[Data provided]
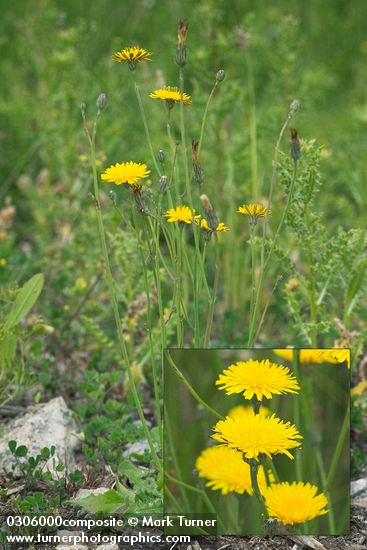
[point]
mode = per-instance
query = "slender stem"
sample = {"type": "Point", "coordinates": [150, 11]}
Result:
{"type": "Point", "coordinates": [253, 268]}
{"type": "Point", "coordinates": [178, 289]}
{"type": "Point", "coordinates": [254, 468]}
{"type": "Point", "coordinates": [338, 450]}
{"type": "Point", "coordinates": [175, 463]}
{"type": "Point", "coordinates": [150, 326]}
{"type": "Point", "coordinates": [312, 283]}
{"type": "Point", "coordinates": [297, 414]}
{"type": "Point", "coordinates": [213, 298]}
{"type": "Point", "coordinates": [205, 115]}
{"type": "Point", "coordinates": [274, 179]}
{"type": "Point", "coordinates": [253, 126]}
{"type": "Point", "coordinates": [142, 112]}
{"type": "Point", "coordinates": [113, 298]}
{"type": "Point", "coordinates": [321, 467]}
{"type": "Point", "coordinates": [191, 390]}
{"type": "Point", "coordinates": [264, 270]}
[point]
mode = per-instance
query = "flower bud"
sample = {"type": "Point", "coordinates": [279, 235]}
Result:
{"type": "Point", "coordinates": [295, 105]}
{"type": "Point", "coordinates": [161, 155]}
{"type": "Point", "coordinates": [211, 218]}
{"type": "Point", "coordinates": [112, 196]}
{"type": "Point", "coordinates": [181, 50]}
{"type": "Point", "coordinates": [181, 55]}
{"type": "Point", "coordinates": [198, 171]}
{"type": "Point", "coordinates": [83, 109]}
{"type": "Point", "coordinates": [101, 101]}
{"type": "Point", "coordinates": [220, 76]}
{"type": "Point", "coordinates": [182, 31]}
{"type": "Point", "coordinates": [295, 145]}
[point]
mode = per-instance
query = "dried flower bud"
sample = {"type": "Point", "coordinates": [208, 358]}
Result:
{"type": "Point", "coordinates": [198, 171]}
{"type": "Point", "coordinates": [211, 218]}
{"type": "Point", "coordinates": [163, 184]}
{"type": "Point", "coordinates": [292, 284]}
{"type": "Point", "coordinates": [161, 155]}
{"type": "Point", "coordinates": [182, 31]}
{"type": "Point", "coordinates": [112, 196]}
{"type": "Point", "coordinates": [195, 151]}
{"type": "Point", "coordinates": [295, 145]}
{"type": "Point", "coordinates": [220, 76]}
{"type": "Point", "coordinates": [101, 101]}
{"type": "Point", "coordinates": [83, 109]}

[Required work]
Copy out all the entries exactly. Images stay out of the copy.

[The result]
[point]
mode = per-instance
query = "slender stem"
sample = {"type": "Point", "coordinates": [150, 11]}
Result:
{"type": "Point", "coordinates": [253, 268]}
{"type": "Point", "coordinates": [178, 289]}
{"type": "Point", "coordinates": [254, 468]}
{"type": "Point", "coordinates": [338, 450]}
{"type": "Point", "coordinates": [175, 463]}
{"type": "Point", "coordinates": [150, 326]}
{"type": "Point", "coordinates": [312, 283]}
{"type": "Point", "coordinates": [297, 414]}
{"type": "Point", "coordinates": [213, 298]}
{"type": "Point", "coordinates": [205, 115]}
{"type": "Point", "coordinates": [274, 179]}
{"type": "Point", "coordinates": [253, 126]}
{"type": "Point", "coordinates": [142, 112]}
{"type": "Point", "coordinates": [113, 298]}
{"type": "Point", "coordinates": [321, 467]}
{"type": "Point", "coordinates": [191, 390]}
{"type": "Point", "coordinates": [264, 270]}
[point]
mode = per-instance
query = "flower bud"
sample = {"type": "Point", "coordinates": [279, 235]}
Result:
{"type": "Point", "coordinates": [295, 105]}
{"type": "Point", "coordinates": [161, 155]}
{"type": "Point", "coordinates": [211, 218]}
{"type": "Point", "coordinates": [112, 196]}
{"type": "Point", "coordinates": [181, 50]}
{"type": "Point", "coordinates": [181, 55]}
{"type": "Point", "coordinates": [198, 171]}
{"type": "Point", "coordinates": [83, 109]}
{"type": "Point", "coordinates": [101, 101]}
{"type": "Point", "coordinates": [220, 76]}
{"type": "Point", "coordinates": [182, 31]}
{"type": "Point", "coordinates": [295, 145]}
[point]
mode = per-instance
query = "dried flower bud"
sample = {"type": "Point", "coordinates": [208, 358]}
Result:
{"type": "Point", "coordinates": [198, 171]}
{"type": "Point", "coordinates": [211, 218]}
{"type": "Point", "coordinates": [163, 184]}
{"type": "Point", "coordinates": [292, 284]}
{"type": "Point", "coordinates": [161, 155]}
{"type": "Point", "coordinates": [182, 31]}
{"type": "Point", "coordinates": [112, 196]}
{"type": "Point", "coordinates": [195, 151]}
{"type": "Point", "coordinates": [295, 145]}
{"type": "Point", "coordinates": [220, 76]}
{"type": "Point", "coordinates": [101, 101]}
{"type": "Point", "coordinates": [83, 109]}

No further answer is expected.